— START OF Input for this task —
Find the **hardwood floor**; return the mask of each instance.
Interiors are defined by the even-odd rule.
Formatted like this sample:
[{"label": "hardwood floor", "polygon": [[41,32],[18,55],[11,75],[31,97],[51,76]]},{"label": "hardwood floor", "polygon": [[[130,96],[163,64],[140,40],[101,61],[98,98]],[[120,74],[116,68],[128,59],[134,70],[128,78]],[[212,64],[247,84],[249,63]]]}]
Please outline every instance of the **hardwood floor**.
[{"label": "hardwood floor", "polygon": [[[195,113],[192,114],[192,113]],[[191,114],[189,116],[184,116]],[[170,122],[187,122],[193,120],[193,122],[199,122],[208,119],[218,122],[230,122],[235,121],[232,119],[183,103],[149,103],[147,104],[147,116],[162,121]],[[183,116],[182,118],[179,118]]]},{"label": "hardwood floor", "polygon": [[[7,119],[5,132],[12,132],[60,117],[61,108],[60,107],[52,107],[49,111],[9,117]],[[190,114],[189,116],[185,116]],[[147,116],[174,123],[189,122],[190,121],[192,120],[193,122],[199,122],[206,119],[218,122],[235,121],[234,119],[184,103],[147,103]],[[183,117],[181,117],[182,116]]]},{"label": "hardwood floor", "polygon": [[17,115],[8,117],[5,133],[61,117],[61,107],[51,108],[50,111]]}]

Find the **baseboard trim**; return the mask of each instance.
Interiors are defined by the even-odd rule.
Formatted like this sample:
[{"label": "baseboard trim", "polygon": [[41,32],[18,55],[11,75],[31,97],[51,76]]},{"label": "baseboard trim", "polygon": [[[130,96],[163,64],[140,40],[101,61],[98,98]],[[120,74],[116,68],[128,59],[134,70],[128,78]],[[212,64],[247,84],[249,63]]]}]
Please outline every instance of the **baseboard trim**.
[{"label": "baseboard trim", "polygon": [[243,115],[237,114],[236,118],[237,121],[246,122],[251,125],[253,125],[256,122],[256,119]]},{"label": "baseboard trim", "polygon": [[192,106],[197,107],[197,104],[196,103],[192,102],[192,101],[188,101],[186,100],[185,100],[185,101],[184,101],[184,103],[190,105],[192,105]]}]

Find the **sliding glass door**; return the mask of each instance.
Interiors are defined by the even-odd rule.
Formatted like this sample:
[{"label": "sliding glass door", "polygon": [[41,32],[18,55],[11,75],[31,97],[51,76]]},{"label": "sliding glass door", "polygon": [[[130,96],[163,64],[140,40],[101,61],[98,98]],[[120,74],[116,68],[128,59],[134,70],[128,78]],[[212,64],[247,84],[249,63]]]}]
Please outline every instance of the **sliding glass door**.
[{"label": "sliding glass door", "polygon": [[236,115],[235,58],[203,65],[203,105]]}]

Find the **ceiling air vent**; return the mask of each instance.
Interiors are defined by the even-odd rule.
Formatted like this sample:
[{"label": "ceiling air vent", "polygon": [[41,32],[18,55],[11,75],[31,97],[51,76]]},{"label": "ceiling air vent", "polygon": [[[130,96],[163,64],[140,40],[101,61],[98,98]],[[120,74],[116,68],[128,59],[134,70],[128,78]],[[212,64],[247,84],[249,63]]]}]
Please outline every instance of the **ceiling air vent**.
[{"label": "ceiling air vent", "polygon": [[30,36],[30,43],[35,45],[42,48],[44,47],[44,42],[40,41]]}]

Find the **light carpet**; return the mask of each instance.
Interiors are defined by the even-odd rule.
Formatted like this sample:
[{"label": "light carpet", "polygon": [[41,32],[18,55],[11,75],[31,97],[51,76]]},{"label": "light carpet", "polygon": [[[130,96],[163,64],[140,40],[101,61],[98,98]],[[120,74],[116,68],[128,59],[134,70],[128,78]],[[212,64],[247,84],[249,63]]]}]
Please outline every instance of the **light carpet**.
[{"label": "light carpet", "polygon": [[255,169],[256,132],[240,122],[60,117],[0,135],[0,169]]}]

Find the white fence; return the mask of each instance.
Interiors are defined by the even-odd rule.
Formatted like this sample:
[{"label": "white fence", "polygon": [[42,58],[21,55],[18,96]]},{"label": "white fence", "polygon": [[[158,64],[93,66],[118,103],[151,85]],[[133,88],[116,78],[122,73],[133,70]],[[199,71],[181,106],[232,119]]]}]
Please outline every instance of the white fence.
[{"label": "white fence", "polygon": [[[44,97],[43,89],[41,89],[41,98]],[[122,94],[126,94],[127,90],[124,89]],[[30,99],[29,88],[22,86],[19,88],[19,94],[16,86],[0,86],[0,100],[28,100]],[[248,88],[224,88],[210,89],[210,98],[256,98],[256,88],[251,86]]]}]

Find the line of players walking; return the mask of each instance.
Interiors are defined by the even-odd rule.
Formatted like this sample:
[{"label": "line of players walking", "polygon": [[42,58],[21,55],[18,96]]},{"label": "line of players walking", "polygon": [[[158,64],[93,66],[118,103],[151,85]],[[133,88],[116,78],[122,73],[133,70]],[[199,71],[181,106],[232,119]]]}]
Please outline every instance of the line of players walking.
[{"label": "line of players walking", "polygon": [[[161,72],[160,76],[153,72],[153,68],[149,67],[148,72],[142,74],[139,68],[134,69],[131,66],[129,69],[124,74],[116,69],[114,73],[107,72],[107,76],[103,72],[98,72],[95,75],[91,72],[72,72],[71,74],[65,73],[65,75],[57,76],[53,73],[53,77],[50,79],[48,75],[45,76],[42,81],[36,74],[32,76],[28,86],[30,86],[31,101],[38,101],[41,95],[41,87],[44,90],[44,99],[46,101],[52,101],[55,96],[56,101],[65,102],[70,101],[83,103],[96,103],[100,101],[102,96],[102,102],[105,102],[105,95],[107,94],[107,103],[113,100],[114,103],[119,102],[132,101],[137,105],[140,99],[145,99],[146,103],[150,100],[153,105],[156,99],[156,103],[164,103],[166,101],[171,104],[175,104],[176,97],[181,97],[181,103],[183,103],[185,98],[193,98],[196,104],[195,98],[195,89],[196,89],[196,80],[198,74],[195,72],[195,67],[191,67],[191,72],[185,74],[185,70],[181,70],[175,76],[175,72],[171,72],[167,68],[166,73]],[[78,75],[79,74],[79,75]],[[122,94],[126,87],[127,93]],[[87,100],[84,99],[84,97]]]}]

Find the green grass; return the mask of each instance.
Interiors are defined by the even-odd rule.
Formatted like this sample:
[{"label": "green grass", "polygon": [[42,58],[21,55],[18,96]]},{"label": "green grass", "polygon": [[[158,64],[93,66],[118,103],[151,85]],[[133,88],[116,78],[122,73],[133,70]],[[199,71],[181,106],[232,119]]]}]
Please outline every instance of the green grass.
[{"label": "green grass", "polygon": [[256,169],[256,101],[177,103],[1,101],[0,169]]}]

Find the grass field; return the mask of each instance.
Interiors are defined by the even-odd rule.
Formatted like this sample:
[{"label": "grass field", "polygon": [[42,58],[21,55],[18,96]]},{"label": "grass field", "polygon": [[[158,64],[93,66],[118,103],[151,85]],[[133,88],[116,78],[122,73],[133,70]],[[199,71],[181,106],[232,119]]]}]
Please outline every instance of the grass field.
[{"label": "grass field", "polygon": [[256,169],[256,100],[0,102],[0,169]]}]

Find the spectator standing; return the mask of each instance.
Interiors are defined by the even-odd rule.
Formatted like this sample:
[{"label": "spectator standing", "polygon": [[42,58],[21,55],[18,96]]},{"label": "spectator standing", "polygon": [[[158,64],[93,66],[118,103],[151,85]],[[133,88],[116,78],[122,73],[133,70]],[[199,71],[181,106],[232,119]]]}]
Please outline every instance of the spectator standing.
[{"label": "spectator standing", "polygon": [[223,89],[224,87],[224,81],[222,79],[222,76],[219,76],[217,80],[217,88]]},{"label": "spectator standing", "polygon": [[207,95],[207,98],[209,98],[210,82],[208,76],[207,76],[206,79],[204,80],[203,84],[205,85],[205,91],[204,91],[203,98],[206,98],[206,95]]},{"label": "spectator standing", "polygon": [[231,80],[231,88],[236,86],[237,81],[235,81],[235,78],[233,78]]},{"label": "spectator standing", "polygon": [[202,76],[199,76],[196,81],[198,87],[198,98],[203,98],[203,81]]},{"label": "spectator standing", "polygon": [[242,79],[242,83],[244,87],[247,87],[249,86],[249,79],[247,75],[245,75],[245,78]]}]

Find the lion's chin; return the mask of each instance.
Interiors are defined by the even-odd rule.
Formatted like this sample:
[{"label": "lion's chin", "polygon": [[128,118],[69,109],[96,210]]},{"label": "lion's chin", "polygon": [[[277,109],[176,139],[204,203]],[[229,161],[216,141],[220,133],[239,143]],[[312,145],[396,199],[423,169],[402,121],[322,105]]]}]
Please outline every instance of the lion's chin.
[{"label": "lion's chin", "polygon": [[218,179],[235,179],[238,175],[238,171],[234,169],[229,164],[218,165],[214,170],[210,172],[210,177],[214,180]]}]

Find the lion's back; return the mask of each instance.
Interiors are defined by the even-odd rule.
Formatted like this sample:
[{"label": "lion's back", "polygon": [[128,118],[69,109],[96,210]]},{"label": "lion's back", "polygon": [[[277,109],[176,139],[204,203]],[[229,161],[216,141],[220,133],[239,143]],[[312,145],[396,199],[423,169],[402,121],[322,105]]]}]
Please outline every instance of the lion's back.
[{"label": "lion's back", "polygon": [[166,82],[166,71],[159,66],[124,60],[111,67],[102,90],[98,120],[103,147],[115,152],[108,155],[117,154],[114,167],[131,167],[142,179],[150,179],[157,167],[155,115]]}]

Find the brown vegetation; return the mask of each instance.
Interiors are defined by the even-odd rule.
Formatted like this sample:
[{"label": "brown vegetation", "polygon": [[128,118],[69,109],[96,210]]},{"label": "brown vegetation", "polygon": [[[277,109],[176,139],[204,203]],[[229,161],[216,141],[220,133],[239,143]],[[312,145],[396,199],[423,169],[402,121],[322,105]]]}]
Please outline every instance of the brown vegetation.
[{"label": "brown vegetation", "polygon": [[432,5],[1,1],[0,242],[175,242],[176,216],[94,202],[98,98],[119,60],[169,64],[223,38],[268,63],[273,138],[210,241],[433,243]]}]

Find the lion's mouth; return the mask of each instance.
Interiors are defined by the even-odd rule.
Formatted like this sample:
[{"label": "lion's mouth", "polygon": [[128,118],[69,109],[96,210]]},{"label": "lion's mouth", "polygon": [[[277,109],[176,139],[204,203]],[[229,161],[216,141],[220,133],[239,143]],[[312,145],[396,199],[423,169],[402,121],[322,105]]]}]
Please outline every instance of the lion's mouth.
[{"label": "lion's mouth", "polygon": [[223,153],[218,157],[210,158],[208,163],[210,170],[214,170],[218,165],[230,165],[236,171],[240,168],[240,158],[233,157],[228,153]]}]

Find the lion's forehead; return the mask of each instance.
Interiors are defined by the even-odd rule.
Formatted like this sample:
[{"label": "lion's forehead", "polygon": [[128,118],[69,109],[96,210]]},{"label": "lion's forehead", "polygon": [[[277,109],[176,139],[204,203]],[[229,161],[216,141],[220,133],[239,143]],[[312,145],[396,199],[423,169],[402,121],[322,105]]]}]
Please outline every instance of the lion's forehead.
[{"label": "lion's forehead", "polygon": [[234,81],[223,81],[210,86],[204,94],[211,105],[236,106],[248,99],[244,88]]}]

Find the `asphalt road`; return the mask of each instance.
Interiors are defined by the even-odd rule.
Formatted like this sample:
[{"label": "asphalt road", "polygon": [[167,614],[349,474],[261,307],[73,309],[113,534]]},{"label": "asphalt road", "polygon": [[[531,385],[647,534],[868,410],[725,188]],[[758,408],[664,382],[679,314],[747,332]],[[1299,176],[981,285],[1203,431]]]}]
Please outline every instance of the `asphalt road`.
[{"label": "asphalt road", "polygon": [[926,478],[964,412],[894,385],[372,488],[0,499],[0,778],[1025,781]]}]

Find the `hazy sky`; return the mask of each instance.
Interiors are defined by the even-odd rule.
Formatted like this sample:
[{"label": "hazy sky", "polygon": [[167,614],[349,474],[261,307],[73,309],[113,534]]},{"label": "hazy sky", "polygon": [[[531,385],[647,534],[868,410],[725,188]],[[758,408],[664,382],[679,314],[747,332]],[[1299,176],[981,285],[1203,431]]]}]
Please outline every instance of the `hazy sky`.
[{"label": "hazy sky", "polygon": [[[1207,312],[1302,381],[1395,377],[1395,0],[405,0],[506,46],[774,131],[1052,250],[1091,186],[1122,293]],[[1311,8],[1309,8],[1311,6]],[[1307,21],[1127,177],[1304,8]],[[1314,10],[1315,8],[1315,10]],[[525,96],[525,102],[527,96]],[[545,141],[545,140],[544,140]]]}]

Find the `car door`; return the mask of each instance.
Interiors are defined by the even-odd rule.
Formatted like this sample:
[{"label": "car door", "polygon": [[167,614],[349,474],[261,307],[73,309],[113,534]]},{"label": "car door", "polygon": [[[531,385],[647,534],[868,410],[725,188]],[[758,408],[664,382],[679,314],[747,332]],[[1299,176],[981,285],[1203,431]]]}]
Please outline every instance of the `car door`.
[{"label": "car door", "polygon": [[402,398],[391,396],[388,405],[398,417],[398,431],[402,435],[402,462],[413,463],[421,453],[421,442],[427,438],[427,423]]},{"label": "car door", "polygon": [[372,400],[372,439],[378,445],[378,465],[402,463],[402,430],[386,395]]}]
— END OF Input for this task —
Your goal: Recast the material above, from the line containing "Find the brown" through the line containing "Please outline every instance of the brown" (both included), as a numbered list with blank lines omitted.

Solution to this problem:
1. Find the brown vegetation; return the mask of each instance.
2. Interiors are defined by the even-odd rule.
3. Formatted like this sample:
4. [{"label": "brown vegetation", "polygon": [[128,118],[69,109],[96,210]]},{"label": "brown vegetation", "polygon": [[[277,109],[176,139],[204,203]],[[229,161],[216,141],[220,133],[239,143]],[[312,145],[396,199],[423,169],[402,121],[322,105]]]}]
5. Please outline every instance of the brown vegetation.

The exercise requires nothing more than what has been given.